**EXERCISE AIM:**
Using the entries that follow, transcribe only the lines from the line with "[(68, 33), (62, 126)]" to the line with "Task: indicate every instance of the upper", both included, exactly as they stand and without pictures.
= Beginning of Section =
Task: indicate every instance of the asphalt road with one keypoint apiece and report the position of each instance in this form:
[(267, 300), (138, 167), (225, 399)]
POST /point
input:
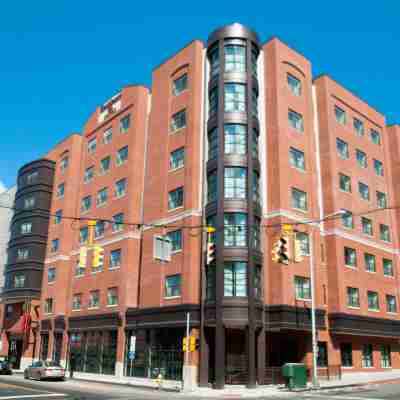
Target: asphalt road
[(15, 387)]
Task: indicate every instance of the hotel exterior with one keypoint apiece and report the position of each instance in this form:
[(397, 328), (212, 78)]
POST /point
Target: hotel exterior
[(234, 134)]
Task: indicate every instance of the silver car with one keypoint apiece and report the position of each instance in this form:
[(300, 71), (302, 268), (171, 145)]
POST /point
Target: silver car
[(44, 370)]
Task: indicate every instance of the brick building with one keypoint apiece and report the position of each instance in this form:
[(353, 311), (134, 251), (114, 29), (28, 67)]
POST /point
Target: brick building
[(238, 135)]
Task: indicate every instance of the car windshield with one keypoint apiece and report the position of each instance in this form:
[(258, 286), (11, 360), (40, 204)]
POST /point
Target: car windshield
[(51, 364)]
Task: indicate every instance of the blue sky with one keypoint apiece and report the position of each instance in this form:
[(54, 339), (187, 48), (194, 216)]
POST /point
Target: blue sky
[(59, 59)]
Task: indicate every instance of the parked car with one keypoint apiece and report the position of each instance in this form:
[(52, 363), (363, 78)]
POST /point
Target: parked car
[(5, 367), (44, 370)]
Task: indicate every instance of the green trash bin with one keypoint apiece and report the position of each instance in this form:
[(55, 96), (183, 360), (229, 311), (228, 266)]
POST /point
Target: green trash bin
[(295, 375)]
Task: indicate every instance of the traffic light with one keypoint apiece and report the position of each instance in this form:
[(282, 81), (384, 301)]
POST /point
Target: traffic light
[(82, 257), (98, 256), (298, 254)]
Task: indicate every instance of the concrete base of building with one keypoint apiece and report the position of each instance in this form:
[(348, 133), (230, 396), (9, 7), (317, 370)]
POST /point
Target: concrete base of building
[(189, 373)]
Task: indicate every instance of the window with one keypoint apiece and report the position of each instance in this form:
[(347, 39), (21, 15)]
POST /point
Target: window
[(86, 204), (64, 164), (384, 233), (48, 306), (213, 101), (125, 123), (345, 183), (55, 244), (304, 241), (51, 274), (391, 305), (378, 167), (296, 158), (342, 148), (358, 127), (235, 58), (255, 143), (296, 121), (60, 190), (92, 144), (367, 356), (386, 359), (212, 186), (361, 158), (29, 202), (58, 217), (175, 198), (77, 302), (99, 229), (105, 165), (375, 137), (101, 198), (173, 286), (83, 235), (294, 85), (19, 280), (177, 158), (213, 143), (373, 301), (118, 221), (235, 279), (366, 224), (122, 156), (235, 183), (340, 115), (175, 238), (353, 297), (370, 262), (299, 199), (32, 177), (346, 354), (112, 297), (387, 267), (235, 97), (235, 229), (381, 199), (107, 136), (94, 299), (79, 271), (350, 257), (347, 219), (256, 187), (235, 139), (23, 254), (26, 228), (178, 121), (302, 288), (363, 189), (179, 85), (120, 188), (115, 258)]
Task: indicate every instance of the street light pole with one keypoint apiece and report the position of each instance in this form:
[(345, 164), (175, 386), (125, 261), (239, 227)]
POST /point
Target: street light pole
[(315, 381)]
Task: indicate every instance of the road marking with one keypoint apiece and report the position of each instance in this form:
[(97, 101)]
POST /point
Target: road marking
[(33, 396)]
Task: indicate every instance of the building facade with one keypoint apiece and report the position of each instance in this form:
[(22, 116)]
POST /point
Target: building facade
[(237, 135)]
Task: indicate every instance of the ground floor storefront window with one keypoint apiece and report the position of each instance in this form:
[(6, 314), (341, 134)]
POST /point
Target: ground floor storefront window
[(151, 352), (94, 351)]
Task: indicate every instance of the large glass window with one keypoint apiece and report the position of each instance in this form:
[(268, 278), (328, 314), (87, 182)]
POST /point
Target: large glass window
[(235, 229), (235, 58), (235, 279), (212, 186), (353, 297), (302, 288), (235, 182), (367, 356), (235, 97), (235, 139)]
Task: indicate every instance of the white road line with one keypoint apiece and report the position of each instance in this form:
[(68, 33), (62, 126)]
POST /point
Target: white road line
[(33, 396)]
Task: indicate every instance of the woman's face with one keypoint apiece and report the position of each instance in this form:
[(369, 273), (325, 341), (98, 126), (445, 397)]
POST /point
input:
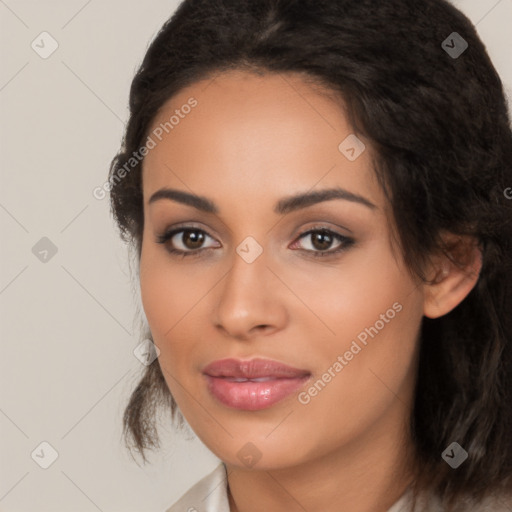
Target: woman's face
[(311, 283)]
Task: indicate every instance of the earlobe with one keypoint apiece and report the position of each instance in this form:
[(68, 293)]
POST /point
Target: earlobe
[(454, 276)]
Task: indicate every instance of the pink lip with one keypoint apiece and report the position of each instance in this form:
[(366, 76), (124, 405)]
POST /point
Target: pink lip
[(252, 385)]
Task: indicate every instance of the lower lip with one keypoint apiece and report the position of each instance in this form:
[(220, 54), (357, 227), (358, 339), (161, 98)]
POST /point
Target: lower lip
[(250, 395)]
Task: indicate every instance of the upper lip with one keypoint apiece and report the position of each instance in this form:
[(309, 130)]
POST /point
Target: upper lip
[(252, 369)]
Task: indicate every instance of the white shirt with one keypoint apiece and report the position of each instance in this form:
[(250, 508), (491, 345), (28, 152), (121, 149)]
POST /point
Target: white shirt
[(210, 495)]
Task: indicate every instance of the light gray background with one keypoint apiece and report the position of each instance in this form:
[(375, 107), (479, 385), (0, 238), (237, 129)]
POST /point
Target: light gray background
[(67, 326)]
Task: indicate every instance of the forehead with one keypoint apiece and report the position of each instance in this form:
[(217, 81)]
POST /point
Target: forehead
[(265, 136)]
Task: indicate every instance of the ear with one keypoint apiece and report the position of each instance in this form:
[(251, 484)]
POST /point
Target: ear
[(453, 275)]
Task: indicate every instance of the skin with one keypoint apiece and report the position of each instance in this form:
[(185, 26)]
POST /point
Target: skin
[(251, 141)]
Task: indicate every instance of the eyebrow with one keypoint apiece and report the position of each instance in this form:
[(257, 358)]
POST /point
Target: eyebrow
[(284, 206)]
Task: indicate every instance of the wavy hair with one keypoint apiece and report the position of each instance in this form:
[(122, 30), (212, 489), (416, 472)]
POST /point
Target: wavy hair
[(441, 131)]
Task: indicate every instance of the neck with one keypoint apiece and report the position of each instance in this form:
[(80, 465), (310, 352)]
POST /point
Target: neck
[(369, 475)]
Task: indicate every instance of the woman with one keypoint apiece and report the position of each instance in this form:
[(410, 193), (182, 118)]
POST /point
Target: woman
[(315, 192)]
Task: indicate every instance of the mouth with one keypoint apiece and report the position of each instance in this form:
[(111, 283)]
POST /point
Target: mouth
[(253, 385)]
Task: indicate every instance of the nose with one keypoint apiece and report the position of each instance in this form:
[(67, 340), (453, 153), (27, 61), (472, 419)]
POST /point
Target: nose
[(250, 300)]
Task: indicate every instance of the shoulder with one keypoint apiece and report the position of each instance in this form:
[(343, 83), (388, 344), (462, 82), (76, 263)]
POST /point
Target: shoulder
[(207, 495)]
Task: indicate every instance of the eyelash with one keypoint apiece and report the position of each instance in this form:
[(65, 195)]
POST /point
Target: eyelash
[(345, 242)]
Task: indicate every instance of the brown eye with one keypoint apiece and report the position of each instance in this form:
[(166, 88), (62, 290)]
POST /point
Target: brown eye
[(185, 241), (321, 240), (192, 239)]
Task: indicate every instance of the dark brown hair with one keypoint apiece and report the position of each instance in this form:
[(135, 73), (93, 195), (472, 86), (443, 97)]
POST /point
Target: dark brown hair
[(441, 130)]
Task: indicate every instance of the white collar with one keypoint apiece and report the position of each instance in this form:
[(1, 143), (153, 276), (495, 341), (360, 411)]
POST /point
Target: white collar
[(210, 495)]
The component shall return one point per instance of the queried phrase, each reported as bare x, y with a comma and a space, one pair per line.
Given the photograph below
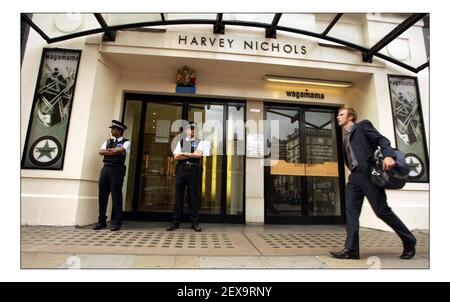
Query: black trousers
111, 181
358, 186
187, 178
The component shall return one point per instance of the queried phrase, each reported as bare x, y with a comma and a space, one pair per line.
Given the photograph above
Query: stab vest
189, 147
118, 159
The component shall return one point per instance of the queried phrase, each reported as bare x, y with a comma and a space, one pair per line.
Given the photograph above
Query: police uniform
187, 177
111, 180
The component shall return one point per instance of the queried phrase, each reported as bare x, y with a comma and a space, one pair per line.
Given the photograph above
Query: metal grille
293, 243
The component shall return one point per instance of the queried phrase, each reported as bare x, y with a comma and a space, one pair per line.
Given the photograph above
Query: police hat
117, 124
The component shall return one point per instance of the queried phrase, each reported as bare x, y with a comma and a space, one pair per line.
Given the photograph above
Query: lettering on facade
56, 57
242, 44
305, 94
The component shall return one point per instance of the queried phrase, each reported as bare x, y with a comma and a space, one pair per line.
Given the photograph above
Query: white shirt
187, 142
125, 145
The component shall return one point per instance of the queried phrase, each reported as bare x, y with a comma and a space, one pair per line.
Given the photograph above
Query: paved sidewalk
149, 245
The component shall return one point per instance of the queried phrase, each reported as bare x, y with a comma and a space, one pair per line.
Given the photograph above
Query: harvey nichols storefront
261, 91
= End of Section =
**EXERCISE OUTPUT:**
[(68, 33), (62, 126)]
POST /point
Target: white road line
[(33, 396)]
Task: indicate every instance of the woman's face with one keypoint apiece and report the position of each instance in this form:
[(369, 273), (325, 341), (98, 126), (445, 397)]
POST /point
input:
Target: woman's face
[(311, 283)]
Task: indicate every instance of the earlobe with one keypoint apiece and report the position of each instance in this form:
[(68, 293)]
POST /point
Target: earlobe
[(454, 276)]
Task: indicate every instance of the pink lip with one keypoint apiece and report the position of each instance in this form:
[(366, 76), (124, 405)]
POST /point
Target: pink lip
[(252, 385)]
Task: indicate every instance of the lower lip with one keypoint apiece and report the position of each instance in this form:
[(220, 54), (357, 227), (358, 339), (161, 98)]
POST /point
Target: lower lip
[(250, 395)]
Task: indicate every instance of the upper lip with one keypoint apiece and report the position of each instance in this form:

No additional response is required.